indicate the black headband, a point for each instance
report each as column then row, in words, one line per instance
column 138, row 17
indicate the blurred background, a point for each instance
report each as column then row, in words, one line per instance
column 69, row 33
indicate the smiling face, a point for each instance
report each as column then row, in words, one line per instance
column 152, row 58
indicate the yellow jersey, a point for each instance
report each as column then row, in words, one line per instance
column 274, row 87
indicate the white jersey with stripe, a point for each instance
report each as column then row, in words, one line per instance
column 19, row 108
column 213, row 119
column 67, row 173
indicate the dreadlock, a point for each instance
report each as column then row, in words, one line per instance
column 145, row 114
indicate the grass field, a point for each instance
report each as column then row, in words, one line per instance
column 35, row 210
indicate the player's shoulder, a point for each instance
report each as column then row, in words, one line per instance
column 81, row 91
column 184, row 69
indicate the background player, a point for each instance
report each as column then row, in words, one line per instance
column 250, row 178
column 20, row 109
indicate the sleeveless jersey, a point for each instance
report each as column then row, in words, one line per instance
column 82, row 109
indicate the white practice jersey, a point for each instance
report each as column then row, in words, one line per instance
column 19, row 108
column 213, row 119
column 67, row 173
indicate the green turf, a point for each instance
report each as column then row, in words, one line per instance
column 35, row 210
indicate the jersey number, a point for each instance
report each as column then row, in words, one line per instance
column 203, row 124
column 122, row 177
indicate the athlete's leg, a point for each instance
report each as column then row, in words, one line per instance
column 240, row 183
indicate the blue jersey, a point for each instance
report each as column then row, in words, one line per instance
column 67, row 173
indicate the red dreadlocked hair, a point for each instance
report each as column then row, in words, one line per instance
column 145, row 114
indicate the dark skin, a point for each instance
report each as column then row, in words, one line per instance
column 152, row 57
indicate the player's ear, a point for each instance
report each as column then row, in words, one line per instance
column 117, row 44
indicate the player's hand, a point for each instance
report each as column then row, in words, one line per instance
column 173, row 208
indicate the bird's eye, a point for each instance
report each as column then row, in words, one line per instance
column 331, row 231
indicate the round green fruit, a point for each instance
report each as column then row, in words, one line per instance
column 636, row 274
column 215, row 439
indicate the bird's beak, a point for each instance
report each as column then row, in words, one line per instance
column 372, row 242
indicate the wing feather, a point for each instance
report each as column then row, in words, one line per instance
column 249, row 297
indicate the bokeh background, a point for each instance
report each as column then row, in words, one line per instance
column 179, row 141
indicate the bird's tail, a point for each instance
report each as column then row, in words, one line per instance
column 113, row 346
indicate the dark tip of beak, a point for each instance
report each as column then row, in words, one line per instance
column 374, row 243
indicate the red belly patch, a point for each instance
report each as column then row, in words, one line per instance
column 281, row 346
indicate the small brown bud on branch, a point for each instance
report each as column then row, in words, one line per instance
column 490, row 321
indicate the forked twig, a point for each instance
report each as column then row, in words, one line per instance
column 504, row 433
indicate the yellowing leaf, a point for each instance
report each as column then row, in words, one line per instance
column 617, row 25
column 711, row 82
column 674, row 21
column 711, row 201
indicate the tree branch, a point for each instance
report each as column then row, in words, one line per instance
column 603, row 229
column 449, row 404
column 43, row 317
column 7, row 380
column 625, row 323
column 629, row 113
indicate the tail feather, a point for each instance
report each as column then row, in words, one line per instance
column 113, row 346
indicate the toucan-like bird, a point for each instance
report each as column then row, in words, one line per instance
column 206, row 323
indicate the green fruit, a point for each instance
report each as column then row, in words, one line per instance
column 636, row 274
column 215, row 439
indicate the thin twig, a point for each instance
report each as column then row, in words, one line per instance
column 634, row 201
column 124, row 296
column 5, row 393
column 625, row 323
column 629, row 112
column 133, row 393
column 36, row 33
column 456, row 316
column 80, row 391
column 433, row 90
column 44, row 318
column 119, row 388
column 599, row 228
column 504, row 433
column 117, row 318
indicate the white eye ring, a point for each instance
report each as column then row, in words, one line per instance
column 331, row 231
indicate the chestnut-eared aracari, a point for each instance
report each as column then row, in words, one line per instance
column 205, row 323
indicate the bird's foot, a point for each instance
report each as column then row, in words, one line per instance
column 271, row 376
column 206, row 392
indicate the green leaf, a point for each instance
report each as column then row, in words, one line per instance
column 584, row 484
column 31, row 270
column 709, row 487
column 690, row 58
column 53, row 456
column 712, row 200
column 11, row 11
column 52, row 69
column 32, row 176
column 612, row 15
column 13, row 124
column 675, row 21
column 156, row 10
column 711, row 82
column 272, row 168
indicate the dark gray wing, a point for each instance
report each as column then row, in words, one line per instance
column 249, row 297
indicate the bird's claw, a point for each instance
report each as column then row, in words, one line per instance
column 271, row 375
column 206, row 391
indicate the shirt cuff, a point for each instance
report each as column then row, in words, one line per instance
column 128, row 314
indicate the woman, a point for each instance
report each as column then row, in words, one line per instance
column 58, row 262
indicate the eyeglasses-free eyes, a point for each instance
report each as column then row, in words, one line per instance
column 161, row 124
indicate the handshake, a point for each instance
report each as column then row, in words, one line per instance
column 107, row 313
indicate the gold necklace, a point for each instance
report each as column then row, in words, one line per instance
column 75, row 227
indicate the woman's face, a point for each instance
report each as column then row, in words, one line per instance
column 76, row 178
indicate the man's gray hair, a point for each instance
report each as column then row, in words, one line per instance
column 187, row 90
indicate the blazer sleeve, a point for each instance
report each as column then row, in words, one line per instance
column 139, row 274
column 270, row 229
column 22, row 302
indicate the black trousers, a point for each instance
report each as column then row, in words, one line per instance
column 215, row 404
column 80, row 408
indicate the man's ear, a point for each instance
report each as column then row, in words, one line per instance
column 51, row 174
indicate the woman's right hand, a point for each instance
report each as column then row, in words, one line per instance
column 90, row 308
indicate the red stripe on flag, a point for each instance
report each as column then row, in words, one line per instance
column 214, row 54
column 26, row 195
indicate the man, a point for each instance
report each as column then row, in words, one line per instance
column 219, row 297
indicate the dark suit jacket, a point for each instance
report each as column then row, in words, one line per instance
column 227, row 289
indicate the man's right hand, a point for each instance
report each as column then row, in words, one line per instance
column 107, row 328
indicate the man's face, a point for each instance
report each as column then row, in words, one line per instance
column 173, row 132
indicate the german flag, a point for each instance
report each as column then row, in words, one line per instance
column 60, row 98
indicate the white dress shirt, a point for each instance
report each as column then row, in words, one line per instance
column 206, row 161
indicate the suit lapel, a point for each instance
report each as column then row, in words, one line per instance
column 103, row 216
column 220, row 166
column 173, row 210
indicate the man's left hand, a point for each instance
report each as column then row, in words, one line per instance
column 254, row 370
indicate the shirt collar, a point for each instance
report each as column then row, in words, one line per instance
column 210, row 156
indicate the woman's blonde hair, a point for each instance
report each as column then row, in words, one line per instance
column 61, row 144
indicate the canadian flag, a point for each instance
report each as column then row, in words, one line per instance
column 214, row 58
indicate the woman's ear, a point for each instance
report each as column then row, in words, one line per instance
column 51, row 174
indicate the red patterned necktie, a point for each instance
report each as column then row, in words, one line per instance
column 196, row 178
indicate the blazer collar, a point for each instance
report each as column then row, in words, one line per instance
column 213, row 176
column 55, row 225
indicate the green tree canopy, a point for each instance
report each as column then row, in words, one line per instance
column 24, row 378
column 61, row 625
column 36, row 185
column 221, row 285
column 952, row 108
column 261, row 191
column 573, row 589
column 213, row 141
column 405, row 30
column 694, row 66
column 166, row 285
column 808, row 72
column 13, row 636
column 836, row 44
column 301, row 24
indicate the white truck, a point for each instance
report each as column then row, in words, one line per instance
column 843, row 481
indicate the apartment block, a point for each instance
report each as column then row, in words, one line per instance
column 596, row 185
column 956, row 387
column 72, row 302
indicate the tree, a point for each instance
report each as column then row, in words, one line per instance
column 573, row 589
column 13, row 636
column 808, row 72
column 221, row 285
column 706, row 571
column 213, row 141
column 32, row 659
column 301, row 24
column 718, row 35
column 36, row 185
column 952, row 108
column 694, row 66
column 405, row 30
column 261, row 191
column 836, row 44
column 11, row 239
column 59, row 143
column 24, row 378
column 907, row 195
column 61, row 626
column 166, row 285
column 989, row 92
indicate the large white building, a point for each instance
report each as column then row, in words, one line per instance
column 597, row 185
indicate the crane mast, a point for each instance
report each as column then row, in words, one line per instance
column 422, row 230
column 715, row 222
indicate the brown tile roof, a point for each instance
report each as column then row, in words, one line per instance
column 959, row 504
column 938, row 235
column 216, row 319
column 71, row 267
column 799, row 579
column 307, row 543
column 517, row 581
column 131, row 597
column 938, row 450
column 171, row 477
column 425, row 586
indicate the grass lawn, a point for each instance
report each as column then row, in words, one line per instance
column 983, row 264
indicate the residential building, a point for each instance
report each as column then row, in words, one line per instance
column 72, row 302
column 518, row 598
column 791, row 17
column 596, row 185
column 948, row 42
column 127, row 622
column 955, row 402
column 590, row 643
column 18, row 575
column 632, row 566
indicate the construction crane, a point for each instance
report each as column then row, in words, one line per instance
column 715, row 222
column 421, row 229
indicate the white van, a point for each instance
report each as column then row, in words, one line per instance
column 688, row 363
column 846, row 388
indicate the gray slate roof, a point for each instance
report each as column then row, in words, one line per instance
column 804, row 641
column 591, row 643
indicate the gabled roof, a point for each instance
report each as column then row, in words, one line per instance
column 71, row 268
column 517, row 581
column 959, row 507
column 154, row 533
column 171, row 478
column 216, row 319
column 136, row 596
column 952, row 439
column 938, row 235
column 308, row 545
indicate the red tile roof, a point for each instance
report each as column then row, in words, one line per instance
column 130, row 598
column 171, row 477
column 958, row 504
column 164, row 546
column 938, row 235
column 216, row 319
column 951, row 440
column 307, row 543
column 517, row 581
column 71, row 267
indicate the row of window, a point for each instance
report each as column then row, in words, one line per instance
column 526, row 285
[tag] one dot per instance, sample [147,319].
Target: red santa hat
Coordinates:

What is being asked: Can you write out the data lines between the line holding "indicate the shirt cuff, a" and the line holding "column 187, row 90", inclusive, swapping "indicate" for "mark" and leaving everything else unchanged?

The result:
mark the shirt cuff, a point for each instance
report each as column then row, in words, one line per instance
column 128, row 314
mark the woman, a point for each instance
report each as column then row, in words, one line per instance
column 58, row 262
mark the eyeglasses-free eyes, a point for each instance
report each as column then row, in words, one line per instance
column 161, row 124
mark the handshake, a point for each instance
report each as column then row, in words, one line per instance
column 107, row 313
mark the gold necklace, a point for each instance
report each as column then row, in words, one line per instance
column 75, row 227
mark the woman's face, a point for each instance
report each as column then row, in words, one line per instance
column 76, row 178
mark the man's gray hair, a point for each instance
report each as column then row, in words, one line per instance
column 187, row 90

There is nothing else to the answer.